> **Dataset entries**
^^^^^^^^
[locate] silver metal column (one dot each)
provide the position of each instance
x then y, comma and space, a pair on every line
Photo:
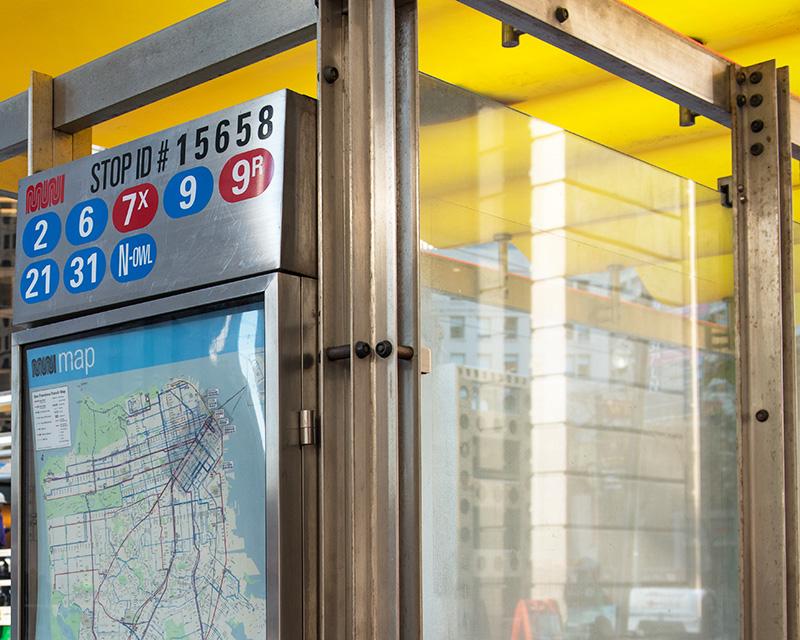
368, 222
765, 349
^^^^^^^^
> **INSTRUCTIONS FOR THE TASK**
Output the data exactly. Pictures don't belong in the result.

> **FINAL ANSWER**
[locate] silver metal column (one dot each)
provide the position of each instance
x then y, comma and space, a pair on every line
Photo:
368, 222
765, 349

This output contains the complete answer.